GIVEN DATA section start
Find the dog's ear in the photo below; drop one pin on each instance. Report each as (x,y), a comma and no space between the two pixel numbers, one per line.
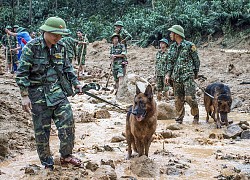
(149,92)
(138,91)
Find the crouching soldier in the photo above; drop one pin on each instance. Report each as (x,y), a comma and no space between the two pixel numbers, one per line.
(118,57)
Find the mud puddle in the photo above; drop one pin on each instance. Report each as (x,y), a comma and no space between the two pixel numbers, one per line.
(190,155)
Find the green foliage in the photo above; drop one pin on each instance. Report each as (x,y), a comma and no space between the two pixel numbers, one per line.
(142,18)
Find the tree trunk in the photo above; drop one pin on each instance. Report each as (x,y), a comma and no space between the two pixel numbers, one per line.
(30,12)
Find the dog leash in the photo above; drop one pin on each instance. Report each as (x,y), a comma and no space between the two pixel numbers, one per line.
(96,87)
(204,90)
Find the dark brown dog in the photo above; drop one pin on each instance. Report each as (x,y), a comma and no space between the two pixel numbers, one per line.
(141,122)
(219,106)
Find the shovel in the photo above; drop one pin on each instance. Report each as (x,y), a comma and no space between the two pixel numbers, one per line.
(106,87)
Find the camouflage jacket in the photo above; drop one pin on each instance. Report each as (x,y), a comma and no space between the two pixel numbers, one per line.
(186,65)
(160,63)
(9,41)
(80,46)
(71,45)
(124,35)
(118,49)
(37,78)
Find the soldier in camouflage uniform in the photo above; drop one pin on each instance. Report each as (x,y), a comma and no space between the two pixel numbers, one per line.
(81,51)
(160,69)
(42,93)
(10,44)
(118,56)
(183,68)
(124,35)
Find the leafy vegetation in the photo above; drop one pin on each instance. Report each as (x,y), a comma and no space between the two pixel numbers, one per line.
(142,18)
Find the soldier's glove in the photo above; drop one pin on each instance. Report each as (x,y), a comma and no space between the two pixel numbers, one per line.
(26,104)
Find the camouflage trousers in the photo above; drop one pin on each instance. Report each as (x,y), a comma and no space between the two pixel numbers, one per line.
(63,118)
(185,92)
(160,84)
(119,70)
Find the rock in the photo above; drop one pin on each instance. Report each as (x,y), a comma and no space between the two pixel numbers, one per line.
(245,134)
(243,122)
(4,145)
(174,126)
(84,117)
(244,127)
(143,167)
(232,131)
(126,91)
(236,103)
(102,114)
(105,172)
(167,134)
(165,111)
(32,169)
(109,162)
(92,166)
(117,139)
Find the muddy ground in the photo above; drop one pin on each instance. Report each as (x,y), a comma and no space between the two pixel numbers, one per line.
(188,152)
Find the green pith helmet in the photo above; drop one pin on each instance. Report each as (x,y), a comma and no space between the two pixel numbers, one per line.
(55,25)
(164,40)
(116,35)
(20,29)
(178,30)
(119,23)
(8,27)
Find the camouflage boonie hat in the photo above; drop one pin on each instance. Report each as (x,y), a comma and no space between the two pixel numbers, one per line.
(178,30)
(55,25)
(20,29)
(164,40)
(115,35)
(119,23)
(8,27)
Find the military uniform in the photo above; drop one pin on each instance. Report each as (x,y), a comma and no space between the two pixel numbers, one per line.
(71,47)
(82,51)
(182,70)
(10,42)
(38,79)
(160,70)
(118,64)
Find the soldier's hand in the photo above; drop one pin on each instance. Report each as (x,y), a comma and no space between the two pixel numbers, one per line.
(26,104)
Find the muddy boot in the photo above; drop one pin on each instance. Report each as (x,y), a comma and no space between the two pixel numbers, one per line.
(196,119)
(159,96)
(179,120)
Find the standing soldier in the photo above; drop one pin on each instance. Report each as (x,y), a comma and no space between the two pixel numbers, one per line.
(118,56)
(183,68)
(15,27)
(42,65)
(10,44)
(160,69)
(82,51)
(125,36)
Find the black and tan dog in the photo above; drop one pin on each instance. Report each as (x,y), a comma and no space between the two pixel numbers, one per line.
(141,122)
(219,104)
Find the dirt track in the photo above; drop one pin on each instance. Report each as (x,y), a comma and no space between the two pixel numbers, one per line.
(190,155)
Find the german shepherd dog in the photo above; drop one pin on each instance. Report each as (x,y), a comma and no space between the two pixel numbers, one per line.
(219,106)
(141,122)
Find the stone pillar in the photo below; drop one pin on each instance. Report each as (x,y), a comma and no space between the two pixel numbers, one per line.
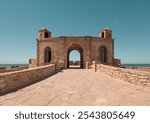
(87,66)
(94,66)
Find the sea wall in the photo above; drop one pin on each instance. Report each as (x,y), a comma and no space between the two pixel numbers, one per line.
(13,80)
(136,77)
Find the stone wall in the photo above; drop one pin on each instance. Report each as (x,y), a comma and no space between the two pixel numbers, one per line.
(132,76)
(13,80)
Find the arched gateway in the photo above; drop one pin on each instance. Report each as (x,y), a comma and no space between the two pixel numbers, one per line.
(56,50)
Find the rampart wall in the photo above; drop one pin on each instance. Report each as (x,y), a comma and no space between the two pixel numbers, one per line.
(13,80)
GIVEN DATA section end
**WHAT YOU NEED TO DO**
With the pictures removed, the entries above should be transcribed exactly.

**ANSWER AREA**
Find the dog's ear in the photo below; drop one pin on each instance. Report each as (x,y), a comma and no space between the two pixel numbers, one per line.
(149,92)
(138,91)
Find the crouching soldier in the photo above; drop one pin on each instance. Report each as (x,y), a comma and no space between the two pixel numbers, one per line.
(118,57)
Find the mud puddle in the photo above; drop one pin on each instance. Report each as (x,y), a comma and no space between the two pixel numbers, one per line.
(190,155)
Find the green foliage in the photo above; drop one pin on each instance. Report each as (x,y), a comma and no space between the two pixel numbers, one per line.
(142,18)
Find the tree trunk in the photo above; drop one pin on each instance. Report each as (x,y), a comma and no space between the two pixel numbers, one per line.
(30,12)
Find the dog leash in the photo above; drop one pin on each instance. Report each as (x,y), a comma and no space between the two pixel numbers, one per line.
(96,87)
(204,90)
Find the dark brown dog in the photo above; drop one pin on each instance. Report each as (x,y), a comma and no space between the two pixel numbers, one per line.
(141,122)
(219,106)
Find the shovel in the photo above; drop one pin on each instance. Report each as (x,y), a comma and no space between the two pixel numbers, one per line.
(106,87)
Find the camouflage jacket in the photo above; drop one pin on each instance. Report each as (x,y), a comma and no space between the two pixel numbers, one per line.
(186,65)
(160,63)
(9,41)
(80,46)
(71,45)
(124,35)
(118,49)
(37,78)
Find the soldier in camouflage uniform in the photo above; drop one pin on each instance. Report each as (x,y), a comma and no space between the two pixel numbers, one per line.
(81,51)
(160,69)
(42,93)
(10,44)
(118,56)
(183,68)
(124,35)
Find the leafy vegetation in the photo above; drop one pin on each instance. Report each as (x,y), a comma and no space between the two pixel numbers, one per line.
(142,18)
Find the soldier's glove in the photo above; drop one pin on each instance. Report each as (x,y), a comma and no space between the two pixel numbers, one per line.
(26,104)
Find the camouflage trousers in the photo above; drop one pin on each instance. Report each as (x,y), a comma and no space between the two pixel numbers, one per line.
(63,118)
(185,92)
(160,84)
(119,70)
Find the rock in the photo above; drop one pin on each instance. Report each as (x,y), a comma and no space between the two pixel numbers, one per line.
(245,134)
(243,122)
(4,145)
(174,126)
(84,117)
(244,127)
(143,167)
(232,131)
(126,91)
(236,103)
(102,114)
(105,172)
(167,134)
(165,111)
(32,169)
(109,162)
(92,166)
(117,139)
Find the muddy ground in the photo above; drop one pin on each instance. Report each as (x,y), a comma and no space between the two pixel numbers, one per line.
(188,152)
Find the green pith helmet in the photo above; drop one pin on each instance. Report each as (x,y), a comma and no space between the two pixel numbers, one per line.
(55,25)
(164,40)
(116,35)
(20,29)
(178,30)
(119,23)
(8,27)
Find the camouflage boonie hat in the photo above; drop one pin on each instance. Report each as (x,y), a comma and no space between the two pixel numbers, one per line.
(178,30)
(55,25)
(20,29)
(164,40)
(115,35)
(119,23)
(8,27)
Find the military uniform in the photo above; drop one pin on each instance. Report each as (x,y), a comma and no space between the two pixel numbers, one per line.
(71,47)
(82,51)
(182,70)
(10,42)
(38,79)
(160,70)
(118,64)
Find the soldier's hand in the photo above; drop one pin on each instance. Report each as (x,y), a comma and no space between the two pixel numbers, one per line.
(26,104)
Find the muddy boot in the photo above; drop one pin on each instance. Report each as (x,y), a comma and no space between the two pixel numbers, one per line.
(196,119)
(159,96)
(179,120)
Find the standing soldier in the photo above; drop one pin on each instance. Report each as (x,y), a comma and no space between the two pixel numbers, one per line.
(118,56)
(183,68)
(15,27)
(42,65)
(10,44)
(160,69)
(82,51)
(125,36)
Find the black and tan dog in the photo above; drop one pin on each instance. Report each as (x,y), a comma and no space between the two pixel numbers, one per line.
(141,122)
(219,104)
Find the dirt track in the photo above; drop one pin on each instance. Report each as (x,y), a comma and no space between the two pixel numbers, one per line.
(190,155)
Find the german shepherd dog in the photo above; drop one pin on each instance. Report each as (x,y), a comma and no space between the two pixel numbers, one per line.
(219,106)
(141,122)
Find the stone pillar in the photo below; drop one pin on each instance. Report each as (x,y), a comma and no space between the two pixel numbers, one per line.
(87,66)
(94,66)
Find the sea wall in the photo above; drop one pin on each instance. Report each as (x,y), a comma and no space between the two pixel numbers, one per line.
(13,80)
(136,77)
Find the stone wall in the photo above; drop one pin on each instance. Report each as (x,y), a comma and no space between the two pixel numbers, one per line.
(132,76)
(13,80)
Find the arched gateway in the photo above; drop one pin on each instance. Report each as (x,y), a comma and no space between the two pixel numbers, one per line.
(56,50)
Find the rampart wall in the photo above; drop one pin on each instance. Report each as (x,y), a comma and no space between the two pixel numbers, one per line.
(13,80)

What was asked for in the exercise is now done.